▸ **MATERIAL**:
# # # # # # #
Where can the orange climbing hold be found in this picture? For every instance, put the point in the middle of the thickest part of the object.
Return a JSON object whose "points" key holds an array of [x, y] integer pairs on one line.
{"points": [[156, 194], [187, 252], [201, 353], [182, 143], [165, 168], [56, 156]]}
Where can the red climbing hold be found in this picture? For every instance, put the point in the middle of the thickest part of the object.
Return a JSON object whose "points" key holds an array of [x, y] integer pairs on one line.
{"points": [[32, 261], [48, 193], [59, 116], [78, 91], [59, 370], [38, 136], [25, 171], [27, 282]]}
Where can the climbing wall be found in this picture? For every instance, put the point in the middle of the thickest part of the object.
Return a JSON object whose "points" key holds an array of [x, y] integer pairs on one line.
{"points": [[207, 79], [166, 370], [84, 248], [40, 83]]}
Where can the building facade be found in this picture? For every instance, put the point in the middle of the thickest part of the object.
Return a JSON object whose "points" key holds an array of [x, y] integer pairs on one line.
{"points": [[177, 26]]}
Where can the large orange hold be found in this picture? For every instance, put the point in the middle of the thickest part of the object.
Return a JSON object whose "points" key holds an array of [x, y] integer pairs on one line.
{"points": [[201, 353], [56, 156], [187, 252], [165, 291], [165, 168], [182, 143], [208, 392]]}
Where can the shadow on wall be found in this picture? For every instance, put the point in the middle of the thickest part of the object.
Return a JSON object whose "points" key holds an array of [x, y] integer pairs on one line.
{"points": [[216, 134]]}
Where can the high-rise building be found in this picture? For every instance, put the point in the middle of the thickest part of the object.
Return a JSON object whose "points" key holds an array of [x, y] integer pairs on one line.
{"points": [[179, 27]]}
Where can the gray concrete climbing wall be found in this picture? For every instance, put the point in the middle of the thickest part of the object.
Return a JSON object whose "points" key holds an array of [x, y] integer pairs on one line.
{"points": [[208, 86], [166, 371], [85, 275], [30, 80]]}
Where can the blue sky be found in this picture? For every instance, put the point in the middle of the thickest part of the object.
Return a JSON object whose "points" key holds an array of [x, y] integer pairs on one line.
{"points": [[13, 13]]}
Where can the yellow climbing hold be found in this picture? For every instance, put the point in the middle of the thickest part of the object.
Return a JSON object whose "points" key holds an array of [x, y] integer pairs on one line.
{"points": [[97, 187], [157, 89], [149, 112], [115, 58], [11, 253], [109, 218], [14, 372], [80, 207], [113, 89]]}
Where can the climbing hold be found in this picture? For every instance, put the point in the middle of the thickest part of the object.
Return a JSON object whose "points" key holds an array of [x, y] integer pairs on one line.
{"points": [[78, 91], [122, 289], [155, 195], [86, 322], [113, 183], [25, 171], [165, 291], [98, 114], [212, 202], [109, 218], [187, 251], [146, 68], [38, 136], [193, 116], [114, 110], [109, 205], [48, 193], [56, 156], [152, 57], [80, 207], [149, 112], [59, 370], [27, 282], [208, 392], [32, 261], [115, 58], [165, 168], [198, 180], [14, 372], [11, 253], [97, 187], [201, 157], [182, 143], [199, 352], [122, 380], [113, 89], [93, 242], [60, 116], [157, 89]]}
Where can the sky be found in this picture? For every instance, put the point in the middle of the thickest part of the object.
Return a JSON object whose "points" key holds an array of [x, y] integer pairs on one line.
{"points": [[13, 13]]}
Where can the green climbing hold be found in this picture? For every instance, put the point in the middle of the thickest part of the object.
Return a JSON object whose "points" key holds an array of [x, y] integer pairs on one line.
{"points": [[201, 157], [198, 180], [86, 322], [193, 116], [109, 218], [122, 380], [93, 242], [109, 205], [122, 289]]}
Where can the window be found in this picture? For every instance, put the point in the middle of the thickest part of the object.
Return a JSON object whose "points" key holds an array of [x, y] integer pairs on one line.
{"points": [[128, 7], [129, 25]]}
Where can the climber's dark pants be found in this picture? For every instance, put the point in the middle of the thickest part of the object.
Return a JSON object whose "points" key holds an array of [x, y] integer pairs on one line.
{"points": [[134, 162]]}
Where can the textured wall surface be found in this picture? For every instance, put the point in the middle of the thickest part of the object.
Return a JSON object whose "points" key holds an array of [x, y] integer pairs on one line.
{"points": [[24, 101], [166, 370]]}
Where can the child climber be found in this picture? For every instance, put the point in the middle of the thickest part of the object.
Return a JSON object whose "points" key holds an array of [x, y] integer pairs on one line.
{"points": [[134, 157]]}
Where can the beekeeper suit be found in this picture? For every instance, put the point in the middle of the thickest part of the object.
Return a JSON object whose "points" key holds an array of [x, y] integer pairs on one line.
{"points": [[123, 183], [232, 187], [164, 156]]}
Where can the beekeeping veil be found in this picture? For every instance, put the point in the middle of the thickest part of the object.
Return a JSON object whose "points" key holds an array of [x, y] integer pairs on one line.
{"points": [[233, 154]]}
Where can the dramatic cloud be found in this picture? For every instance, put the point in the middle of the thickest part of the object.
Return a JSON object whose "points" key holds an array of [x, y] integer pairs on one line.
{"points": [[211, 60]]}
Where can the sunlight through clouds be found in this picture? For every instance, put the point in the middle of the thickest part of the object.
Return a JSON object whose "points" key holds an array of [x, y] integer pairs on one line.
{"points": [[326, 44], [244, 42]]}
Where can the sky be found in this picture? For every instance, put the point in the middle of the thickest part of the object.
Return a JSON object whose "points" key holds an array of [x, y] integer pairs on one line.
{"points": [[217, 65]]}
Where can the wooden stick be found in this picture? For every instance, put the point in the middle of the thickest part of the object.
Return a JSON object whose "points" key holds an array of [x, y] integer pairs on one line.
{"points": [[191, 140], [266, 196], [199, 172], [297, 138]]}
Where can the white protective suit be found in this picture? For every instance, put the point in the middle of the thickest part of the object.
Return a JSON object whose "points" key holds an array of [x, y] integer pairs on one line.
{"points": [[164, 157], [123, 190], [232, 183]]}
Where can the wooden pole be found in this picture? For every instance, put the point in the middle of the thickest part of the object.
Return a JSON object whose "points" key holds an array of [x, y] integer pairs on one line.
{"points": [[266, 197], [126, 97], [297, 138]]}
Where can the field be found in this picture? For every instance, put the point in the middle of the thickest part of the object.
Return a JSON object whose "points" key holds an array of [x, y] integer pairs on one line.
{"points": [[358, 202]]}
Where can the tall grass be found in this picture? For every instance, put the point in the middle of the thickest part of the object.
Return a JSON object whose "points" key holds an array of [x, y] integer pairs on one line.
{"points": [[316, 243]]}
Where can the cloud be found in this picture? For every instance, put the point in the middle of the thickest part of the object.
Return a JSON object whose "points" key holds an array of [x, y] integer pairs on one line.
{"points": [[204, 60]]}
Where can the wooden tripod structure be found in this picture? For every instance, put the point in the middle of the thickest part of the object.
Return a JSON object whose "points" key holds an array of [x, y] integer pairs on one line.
# # # # # # #
▸ **WHAT IS REQUIRED**: Please reproduce the entire listing, exactly as shown.

▸ **CORRECT RESPONSE**:
Where can the orange climbing hold be found in this picture? For every instance, put the point in the middle of the thickest part of the object.
Return a JSON object whose "points" key holds an array of [x, y] integer pairs on one line.
{"points": [[156, 194], [187, 252], [201, 353], [182, 143], [165, 168], [56, 156]]}
Where can the red climbing hold be found in this picture? For every instance, put the point in the middle of the thickest part of the object.
Return a JSON object whose "points" key holds an array of [x, y] integer pairs on one line.
{"points": [[32, 261], [48, 193], [59, 116], [78, 91], [59, 370], [38, 136], [25, 171], [27, 282]]}
Where can the climbing wall be found in this picture? For every instance, put the point in the middle of the thickest part of the object.
Return a JSON object whose "points" key holds an array of [x, y] integer pairs on one line.
{"points": [[207, 79], [166, 370], [84, 248], [40, 83]]}
Where can the building facade be found in this picture? For every instance, put the point in the middle of the thickest part of the object.
Return a JSON object whose "points" key holds an array of [x, y] integer pairs on one line.
{"points": [[177, 26]]}
Where can the large orange hold be found in this picture? For every instance, put the point in the middle of the thickest part of the object.
Return a JSON object whose "points" key holds an array of [x, y] integer pairs on one line.
{"points": [[201, 353], [56, 156], [187, 252], [165, 291], [165, 168], [182, 143], [208, 392]]}
Where can the shadow on wall be found in this picture? For every instance, put the point in the middle of the thickest part of the object.
Return a JSON object whose "points" key holds an array of [x, y] integer pairs on one line.
{"points": [[216, 134]]}
Where can the high-rise building be found in this picture? For every instance, put the point in the middle of the thickest part of the object.
Return a JSON object whose "points" key holds an array of [x, y] integer pairs on one line.
{"points": [[179, 27]]}
Where can the gray concrete climbing wall be found in this picture? For every instance, put the point in the middle of the thickest part of the object.
Return a JSON object whose "points" key holds an array of [x, y] integer pairs on one line.
{"points": [[208, 86], [166, 371], [85, 275], [30, 80]]}
Where can the blue sky be found in this picture? For every instance, put the point in the middle of the thickest part of the object.
Return a JSON object whose "points" key holds an array of [x, y] integer pairs on one line.
{"points": [[13, 13]]}
Where can the yellow climbing hold be found in this picture? For every instance, put the point in the middle of the thickest part of the object.
Return a JSON object whose "points" key holds an array of [x, y] integer pairs on one line.
{"points": [[97, 187], [157, 89], [149, 112], [115, 58], [11, 253], [109, 218], [14, 372], [80, 207], [113, 89]]}
Where can the climbing hold be found in this picture? For every instance, put the point in the middle of the thickest part of the object.
Return a JSON object whose "points" key holds an array of [x, y] integer pairs on one line.
{"points": [[78, 91], [122, 289], [155, 195], [86, 322], [113, 183], [25, 171], [165, 291], [98, 114], [212, 202], [109, 218], [187, 251], [146, 68], [38, 136], [193, 116], [114, 110], [109, 205], [48, 193], [56, 156], [152, 57], [80, 207], [149, 112], [59, 370], [27, 282], [208, 392], [32, 261], [115, 58], [165, 168], [198, 180], [14, 372], [11, 253], [97, 187], [201, 157], [182, 143], [199, 352], [122, 380], [113, 89], [93, 242], [60, 116], [157, 89]]}
Where can the sky be found in this picture? For every instance, put the point in the middle of the thickest part of the object.
Return a JSON object whose "points" key holds an array of [x, y] integer pairs on one line.
{"points": [[13, 13]]}
Where can the green climbing hold be found in this picture? For every instance, put the point in the middle of the thickest part of the object.
Return a JSON object whose "points" key holds an array of [x, y] integer pairs on one line.
{"points": [[201, 157], [198, 180], [86, 322], [193, 116], [109, 218], [122, 380], [93, 242], [109, 205], [122, 289]]}
Where can the window be found in this picture? For every instance, put the point in the middle of the thickest part of the object.
Return a JSON object whose "points" key holds an array of [x, y] integer pairs on one line.
{"points": [[128, 7], [129, 25]]}
Where can the climber's dark pants be found in this picture? For every instance, put the point in the middle of the thickest part of the object.
Return a JSON object whose "points" key holds an array of [x, y] integer pairs on one line.
{"points": [[134, 162]]}
Where can the textured wall surface be found in this picture? For every instance, put the point in the middle of the thickest part of the object.
Return a JSON object whose "points" key holds an array of [x, y] integer pairs on one line.
{"points": [[24, 101], [166, 370]]}
Where can the child climber be found in this picture? For every instance, put the point in the middle of the thickest part of the object.
Return a JSON object whose "points" key holds an array of [x, y] integer pairs on one line.
{"points": [[134, 157]]}
Where can the beekeeper suit be found in this picture? For every instance, put the point in the middle of the thickest part of the object.
Return a JSON object whose "points" key holds an array of [x, y] integer pairs on one line.
{"points": [[123, 183], [232, 187], [164, 156]]}
Where can the beekeeping veil be found in this picture? For every instance, put the point in the middle of the thickest part of the object.
Return a JSON object whose "points" key holds an array of [x, y] integer pairs on one line.
{"points": [[233, 154]]}
Where can the dramatic cloud be found in this picture? For every instance, put the point in the middle of the thickest part of the object.
Return a JSON object whose "points" key holds an array of [x, y] integer pairs on one line.
{"points": [[211, 60]]}
Where can the sunlight through clouds be found in this picture? For every instance, put the point in the middle of the thickest part of the object.
Return a JSON object whose "points" key holds an array of [x, y] integer pairs on one line.
{"points": [[326, 44], [244, 42]]}
Where can the sky be found in this picture? For every instance, put the point in the middle of the thickest part of the object.
Return a JSON object whose "points" key holds an array of [x, y] integer pairs on one line.
{"points": [[217, 65]]}
Where can the wooden stick be found in this picture? For every instance, put the point in the middle of the thickest part of the object.
Return a JSON object whose "points" key holds an array of [x, y] integer pairs on one line.
{"points": [[191, 140], [266, 196], [199, 172], [297, 138]]}
Where can the white protective suit be found in this picture? For every instance, put the point in the middle of the thickest part of the object.
Return a JSON object whose "points" key holds an array of [x, y] integer pairs on one line.
{"points": [[164, 157], [123, 190], [232, 183]]}
Where can the wooden pole be found in this picture? For every instance, put the point in the middle of the thickest part of the object.
Return a JSON object whose "points" key holds an array of [x, y] integer pairs on one line.
{"points": [[266, 197], [126, 97], [297, 138]]}
Where can the field be found in this picture? For every instance, put the point in the middle of the thickest part of the object.
Return a JSON object whose "points" key holds an array of [x, y] integer pairs on one line.
{"points": [[358, 202]]}
Where can the tall grass be found in this picture? For every instance, put the point in the middle of the thickest part of the object.
Return a JSON object whose "points" key holds an array of [x, y] integer pairs on one line.
{"points": [[316, 243]]}
Where can the cloud be found in this picture? For every instance, put the point in the middle of the thickest part of the object.
Return a JSON object whose "points" key holds an array of [x, y] integer pairs on one line.
{"points": [[204, 60]]}
Where can the wooden tripod structure be found in this picture? For every instance, put the point in the middle of the thickest part of the object.
Return a JSON object whose "points" key holds an array of [x, y] integer pairs on one line.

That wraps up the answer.